**Selected extract**
§

Photothermal catalytic methane dry reforming (DRM) technology can convert greenhouse gases (i.e. CH₄ and CO₂) into syngas (i.e. H₂ and CO), providing more opportunities for reducing the greenhouse effect and achieving carbon neutrality. In the DRM field, Ni-based catalysts attract wide attention due to their low cost and high activity. However, the carbon deposition over Ni-based catalysts always leads to rapid deactivation, which is still a main challenge. To improve the long-term stability of Ni-based catalysts, this work proposes a carbon-atom-diffusion strategy under photothermal conditions and investigates its effect on a Zn-doped Ni-based photothermal catalyst (Ni₃Zn@CeO₂). The photothermal catalytic behavior of Ni₃Zn@CeO₂ can maintain more than 70 h in DRM reaction. And the photocatalytic DRM activity of Ni₃Zn@CeO₂ is 1.2 times higher than thermal catalytic activity. Density functional theory (DFT) calculation and experimental characterizations indicate that Ni₃Zn promotes the diffusion of carbon atoms into the Ni₃Zn to form the Ni₃ZnC_0.7 phase with body-centered cubic (bcc) structure, thus inhibiting carbon deposition. Further, in-situ diffuse reflectance infrared Fourier transform (DRIFT) spectroscopy and DFT calculation prove Ni₃Zn@CeO₂ benefits the CH₄ activation and inhibits the carbon deposition during the DRM process. Through inducing carbon atoms diffusion within the Ni₃Zn lattice, this work provides a straightforward and feasible strategy for achieving efficient photothermal catalytic DRM and even other CH₄ conversion implementations with long-term stability.

§

[Records]
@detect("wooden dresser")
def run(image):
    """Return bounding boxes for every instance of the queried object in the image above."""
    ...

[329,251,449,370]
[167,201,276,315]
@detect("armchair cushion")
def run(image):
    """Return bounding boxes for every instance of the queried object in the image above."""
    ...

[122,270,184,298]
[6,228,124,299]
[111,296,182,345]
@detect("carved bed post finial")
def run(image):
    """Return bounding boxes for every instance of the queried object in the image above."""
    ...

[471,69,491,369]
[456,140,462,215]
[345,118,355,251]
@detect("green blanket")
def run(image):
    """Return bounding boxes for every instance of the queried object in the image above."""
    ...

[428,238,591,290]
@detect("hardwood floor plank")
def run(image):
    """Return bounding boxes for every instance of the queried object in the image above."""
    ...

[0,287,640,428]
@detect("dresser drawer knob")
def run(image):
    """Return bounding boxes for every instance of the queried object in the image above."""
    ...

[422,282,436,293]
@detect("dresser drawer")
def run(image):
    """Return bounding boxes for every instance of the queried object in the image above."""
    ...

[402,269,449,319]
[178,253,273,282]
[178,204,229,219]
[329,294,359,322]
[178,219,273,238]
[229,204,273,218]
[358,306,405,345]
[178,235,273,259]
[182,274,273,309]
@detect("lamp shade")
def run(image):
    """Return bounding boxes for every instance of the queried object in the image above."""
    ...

§

**The problem**
Quote the passage on photothermal methane dry reforming in full, word for word.

**Written reply**
Photothermal catalytic methane dry reforming (DRM) technology can convert greenhouse gases (i.e. CH₄ and CO₂) into syngas (i.e. H₂ and CO), providing more opportunities for reducing the greenhouse effect and achieving carbon neutrality. In the DRM field, Ni-based catalysts attract wide attention due to their low cost and high activity. However, the carbon deposition over Ni-based catalysts always leads to rapid deactivation, which is still a main challenge. To improve the long-term stability of Ni-based catalysts, this work proposes a carbon-atom-diffusion strategy under photothermal conditions and investigates its effect on a Zn-doped Ni-based photothermal catalyst (Ni₃Zn@CeO₂). The photothermal catalytic behavior of Ni₃Zn@CeO₂ can maintain more than 70 h in DRM reaction. And the photocatalytic DRM activity of Ni₃Zn@CeO₂ is 1.2 times higher than thermal catalytic activity. Density functional theory (DFT) calculation and experimental characterizations indicate that Ni₃Zn promotes the diffusion of carbon atoms into the Ni₃Zn to form the Ni₃ZnC_0.7 phase with body-centered cubic (bcc) structure, thus inhibiting carbon deposition. Further, in-situ diffuse reflectance infrared Fourier transform (DRIFT) spectroscopy and DFT calculation prove Ni₃Zn@CeO₂ benefits the CH₄ activation and inhibits the carbon deposition during the DRM process. Through inducing carbon atoms diffusion within the Ni₃Zn lattice, this work provides a straightforward and feasible strategy for achieving efficient photothermal catalytic DRM and even other CH₄ conversion implementations with long-term stability.